(Provided data Opens)

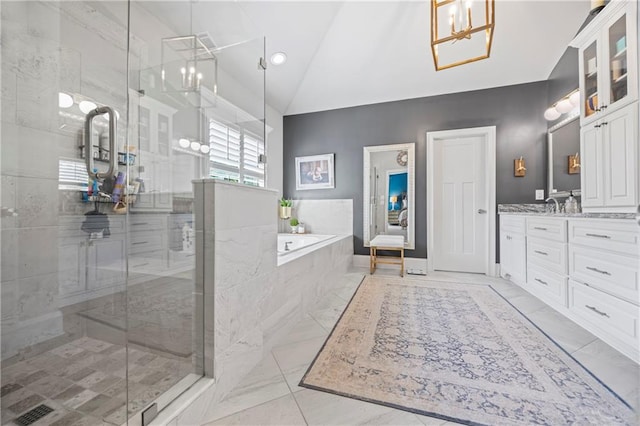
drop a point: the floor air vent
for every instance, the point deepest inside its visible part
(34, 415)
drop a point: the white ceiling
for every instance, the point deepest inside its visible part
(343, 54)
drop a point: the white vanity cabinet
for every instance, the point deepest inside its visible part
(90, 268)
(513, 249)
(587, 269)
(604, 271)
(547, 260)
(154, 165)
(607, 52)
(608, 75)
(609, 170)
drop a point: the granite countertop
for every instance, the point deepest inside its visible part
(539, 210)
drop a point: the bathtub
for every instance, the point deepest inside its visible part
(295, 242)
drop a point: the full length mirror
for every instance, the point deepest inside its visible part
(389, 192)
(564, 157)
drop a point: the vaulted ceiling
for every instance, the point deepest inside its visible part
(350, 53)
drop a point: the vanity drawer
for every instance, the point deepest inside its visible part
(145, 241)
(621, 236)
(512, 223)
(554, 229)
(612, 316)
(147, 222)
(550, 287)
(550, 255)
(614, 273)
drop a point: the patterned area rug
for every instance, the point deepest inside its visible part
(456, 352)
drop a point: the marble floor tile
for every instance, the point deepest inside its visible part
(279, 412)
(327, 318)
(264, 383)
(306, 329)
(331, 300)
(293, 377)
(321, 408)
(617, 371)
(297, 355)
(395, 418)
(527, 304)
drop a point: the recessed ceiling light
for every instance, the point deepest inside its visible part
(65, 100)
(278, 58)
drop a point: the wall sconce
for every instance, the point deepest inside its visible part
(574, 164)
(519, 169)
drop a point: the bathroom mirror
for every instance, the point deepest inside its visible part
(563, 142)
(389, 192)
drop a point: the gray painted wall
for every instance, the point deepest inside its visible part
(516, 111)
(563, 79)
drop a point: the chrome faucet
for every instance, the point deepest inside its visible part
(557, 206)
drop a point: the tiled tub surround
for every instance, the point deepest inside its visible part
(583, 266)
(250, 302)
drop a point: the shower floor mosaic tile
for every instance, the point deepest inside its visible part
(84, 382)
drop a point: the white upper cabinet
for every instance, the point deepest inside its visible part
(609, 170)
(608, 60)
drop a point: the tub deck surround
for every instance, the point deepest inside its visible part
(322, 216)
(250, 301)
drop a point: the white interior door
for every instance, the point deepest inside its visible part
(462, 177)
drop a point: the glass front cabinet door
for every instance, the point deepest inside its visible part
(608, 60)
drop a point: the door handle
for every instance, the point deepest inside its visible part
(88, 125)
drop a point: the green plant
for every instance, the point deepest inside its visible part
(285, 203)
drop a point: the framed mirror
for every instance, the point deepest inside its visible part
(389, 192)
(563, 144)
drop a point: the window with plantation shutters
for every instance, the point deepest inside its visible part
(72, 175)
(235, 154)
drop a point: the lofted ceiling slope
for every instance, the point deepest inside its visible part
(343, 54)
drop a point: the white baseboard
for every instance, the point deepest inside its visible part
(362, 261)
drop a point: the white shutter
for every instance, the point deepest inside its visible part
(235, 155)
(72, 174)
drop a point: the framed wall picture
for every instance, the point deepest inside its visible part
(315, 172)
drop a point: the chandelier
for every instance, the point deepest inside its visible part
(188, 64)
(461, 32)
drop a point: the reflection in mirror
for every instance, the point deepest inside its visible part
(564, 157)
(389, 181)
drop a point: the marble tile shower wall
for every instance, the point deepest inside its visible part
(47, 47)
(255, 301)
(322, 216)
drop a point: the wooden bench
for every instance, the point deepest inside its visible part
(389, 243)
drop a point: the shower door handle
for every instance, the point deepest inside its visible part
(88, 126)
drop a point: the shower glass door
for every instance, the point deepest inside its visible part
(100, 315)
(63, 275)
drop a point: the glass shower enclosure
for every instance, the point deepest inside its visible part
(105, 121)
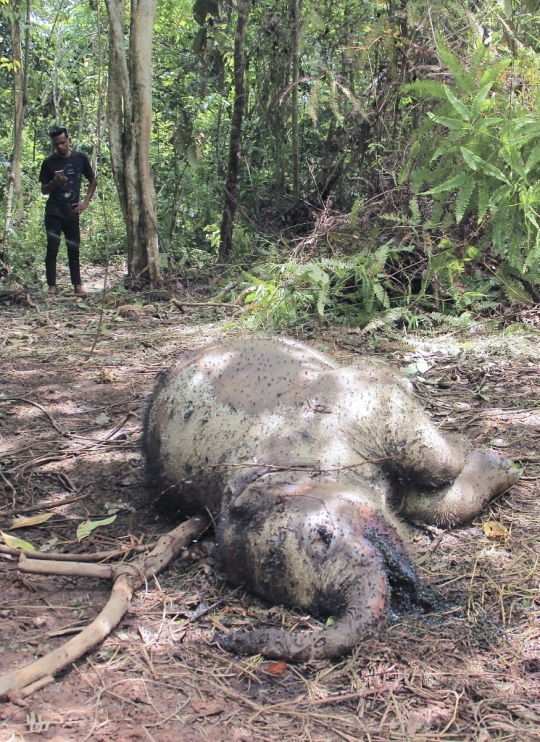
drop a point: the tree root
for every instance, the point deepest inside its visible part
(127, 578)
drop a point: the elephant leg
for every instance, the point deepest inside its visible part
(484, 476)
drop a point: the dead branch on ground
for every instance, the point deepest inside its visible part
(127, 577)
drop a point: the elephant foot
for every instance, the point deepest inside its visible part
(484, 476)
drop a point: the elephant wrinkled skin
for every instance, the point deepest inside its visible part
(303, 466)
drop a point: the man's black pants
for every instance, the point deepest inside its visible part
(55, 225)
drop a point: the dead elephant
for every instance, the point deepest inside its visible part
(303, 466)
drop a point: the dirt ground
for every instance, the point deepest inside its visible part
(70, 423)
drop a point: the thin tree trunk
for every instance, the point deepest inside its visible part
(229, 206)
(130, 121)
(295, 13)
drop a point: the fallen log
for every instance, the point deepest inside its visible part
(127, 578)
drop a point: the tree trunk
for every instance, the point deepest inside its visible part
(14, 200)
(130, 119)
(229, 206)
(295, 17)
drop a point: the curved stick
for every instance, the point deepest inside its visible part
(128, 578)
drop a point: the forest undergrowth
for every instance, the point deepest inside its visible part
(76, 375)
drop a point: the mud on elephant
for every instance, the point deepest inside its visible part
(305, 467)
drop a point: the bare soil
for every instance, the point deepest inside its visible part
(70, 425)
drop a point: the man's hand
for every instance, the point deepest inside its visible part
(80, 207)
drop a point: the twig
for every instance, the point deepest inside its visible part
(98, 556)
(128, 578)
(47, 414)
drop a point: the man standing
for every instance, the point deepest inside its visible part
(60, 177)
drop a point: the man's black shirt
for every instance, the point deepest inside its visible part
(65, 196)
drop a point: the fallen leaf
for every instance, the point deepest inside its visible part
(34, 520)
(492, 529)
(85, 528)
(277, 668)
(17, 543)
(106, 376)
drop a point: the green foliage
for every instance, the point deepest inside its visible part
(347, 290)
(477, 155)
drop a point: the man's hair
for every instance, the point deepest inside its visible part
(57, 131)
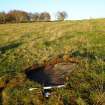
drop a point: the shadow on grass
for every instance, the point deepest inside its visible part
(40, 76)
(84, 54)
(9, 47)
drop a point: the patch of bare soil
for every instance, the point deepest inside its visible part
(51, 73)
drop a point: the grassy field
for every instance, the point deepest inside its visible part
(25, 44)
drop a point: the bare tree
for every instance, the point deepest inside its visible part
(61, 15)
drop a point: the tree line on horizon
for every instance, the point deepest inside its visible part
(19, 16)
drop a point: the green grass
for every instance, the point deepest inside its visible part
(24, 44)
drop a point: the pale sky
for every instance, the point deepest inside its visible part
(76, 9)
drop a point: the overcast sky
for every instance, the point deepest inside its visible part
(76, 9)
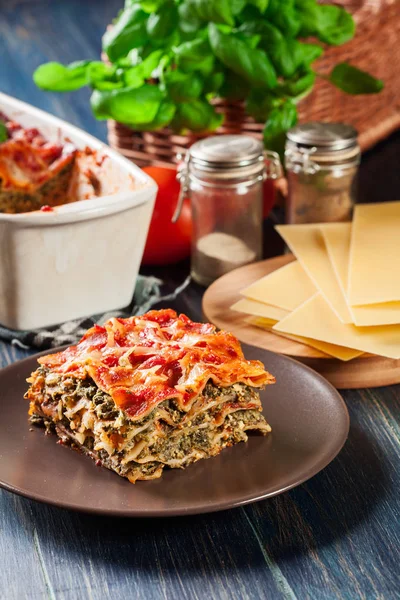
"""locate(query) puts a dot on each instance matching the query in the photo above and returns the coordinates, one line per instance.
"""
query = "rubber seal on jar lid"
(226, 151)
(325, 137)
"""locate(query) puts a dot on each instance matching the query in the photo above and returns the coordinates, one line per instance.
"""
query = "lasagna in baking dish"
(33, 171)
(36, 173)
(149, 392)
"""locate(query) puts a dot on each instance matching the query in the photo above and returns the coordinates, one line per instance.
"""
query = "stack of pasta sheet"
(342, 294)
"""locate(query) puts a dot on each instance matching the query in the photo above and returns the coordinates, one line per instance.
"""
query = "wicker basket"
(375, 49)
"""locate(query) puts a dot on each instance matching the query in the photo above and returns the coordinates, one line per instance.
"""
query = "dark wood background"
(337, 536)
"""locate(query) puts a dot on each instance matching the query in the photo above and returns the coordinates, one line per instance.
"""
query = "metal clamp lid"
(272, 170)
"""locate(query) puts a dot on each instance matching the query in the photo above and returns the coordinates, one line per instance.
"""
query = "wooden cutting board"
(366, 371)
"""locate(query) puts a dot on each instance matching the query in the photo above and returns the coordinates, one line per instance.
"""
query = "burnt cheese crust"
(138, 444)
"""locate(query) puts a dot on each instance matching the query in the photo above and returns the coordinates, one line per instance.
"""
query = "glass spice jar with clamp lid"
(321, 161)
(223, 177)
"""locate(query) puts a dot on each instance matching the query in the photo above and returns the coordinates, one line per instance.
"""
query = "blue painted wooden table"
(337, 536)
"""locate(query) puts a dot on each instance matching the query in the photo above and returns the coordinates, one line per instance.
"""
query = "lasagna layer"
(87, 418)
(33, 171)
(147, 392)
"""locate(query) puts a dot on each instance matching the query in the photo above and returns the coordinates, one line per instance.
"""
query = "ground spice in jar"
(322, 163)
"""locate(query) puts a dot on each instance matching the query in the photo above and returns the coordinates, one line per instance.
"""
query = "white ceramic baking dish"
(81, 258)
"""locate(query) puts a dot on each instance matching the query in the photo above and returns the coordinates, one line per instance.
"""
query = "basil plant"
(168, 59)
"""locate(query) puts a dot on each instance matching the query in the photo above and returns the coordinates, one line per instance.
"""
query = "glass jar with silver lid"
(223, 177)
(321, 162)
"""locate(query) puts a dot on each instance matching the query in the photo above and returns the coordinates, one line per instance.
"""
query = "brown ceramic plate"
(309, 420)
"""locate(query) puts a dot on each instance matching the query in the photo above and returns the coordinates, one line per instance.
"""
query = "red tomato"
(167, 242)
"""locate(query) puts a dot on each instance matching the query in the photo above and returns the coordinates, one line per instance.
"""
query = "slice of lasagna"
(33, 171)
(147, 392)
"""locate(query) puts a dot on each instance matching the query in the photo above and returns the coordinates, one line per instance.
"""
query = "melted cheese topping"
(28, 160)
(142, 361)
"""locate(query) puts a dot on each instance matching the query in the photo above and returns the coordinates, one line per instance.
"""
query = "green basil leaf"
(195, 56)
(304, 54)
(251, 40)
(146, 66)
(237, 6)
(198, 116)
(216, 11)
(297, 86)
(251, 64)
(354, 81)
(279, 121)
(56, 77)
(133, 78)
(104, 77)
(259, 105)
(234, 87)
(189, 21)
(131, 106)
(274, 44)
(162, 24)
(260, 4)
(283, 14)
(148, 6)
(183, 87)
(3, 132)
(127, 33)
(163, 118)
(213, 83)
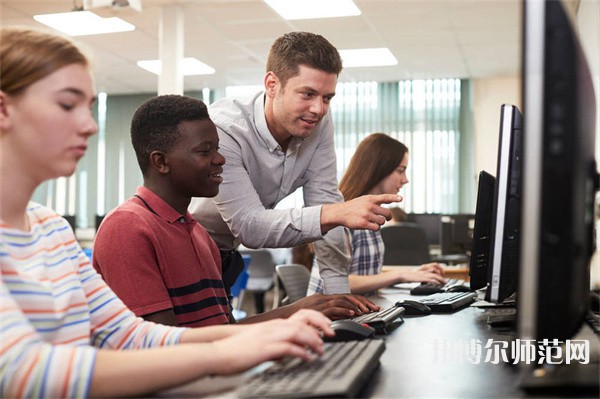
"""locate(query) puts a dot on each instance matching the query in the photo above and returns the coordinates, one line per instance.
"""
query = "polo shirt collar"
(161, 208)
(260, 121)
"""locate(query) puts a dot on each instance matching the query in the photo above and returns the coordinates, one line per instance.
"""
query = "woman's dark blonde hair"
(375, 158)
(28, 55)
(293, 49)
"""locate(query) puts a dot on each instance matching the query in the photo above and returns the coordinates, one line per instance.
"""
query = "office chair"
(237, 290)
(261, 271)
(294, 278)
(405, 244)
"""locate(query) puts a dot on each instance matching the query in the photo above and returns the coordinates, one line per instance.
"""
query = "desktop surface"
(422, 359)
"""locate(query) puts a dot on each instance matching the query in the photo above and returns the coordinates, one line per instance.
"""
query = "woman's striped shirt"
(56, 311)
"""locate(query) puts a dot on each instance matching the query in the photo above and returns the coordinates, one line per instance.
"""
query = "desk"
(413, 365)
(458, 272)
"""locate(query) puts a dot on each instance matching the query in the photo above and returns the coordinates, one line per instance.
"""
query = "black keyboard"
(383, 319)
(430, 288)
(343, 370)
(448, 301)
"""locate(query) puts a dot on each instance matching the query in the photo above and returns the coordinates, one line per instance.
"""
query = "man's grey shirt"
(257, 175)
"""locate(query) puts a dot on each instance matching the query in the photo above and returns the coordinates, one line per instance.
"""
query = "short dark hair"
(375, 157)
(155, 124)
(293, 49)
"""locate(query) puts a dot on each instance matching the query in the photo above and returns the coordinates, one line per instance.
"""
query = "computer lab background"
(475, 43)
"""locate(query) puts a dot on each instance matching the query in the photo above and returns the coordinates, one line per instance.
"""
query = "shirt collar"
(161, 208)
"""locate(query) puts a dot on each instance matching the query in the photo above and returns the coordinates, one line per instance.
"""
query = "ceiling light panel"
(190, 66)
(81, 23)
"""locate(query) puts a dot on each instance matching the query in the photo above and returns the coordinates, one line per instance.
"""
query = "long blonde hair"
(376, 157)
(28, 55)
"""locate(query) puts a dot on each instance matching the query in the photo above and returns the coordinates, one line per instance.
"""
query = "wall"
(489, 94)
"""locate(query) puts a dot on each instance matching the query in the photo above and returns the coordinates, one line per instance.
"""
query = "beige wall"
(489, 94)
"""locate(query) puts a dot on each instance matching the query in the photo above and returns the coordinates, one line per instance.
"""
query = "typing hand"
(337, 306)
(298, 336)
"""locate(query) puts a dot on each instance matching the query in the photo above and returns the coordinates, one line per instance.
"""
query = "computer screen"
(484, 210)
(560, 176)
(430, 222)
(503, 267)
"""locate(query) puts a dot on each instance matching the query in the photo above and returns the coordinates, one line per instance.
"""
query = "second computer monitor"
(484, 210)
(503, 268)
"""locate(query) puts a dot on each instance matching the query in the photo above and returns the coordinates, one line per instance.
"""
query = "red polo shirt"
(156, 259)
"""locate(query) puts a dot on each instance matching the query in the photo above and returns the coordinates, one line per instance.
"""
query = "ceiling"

(Provided data Closes)

> _What you will do_: Using the listing above, pick out each line that contains the word "elephant", then copy it.

> _Completed exercise_:
drop a point: the elephant leg
drop a point: the elephant foot
drop a point: the elephant wrinkled skin
drop a point: the dead elephant
drop a point: the mud on elephant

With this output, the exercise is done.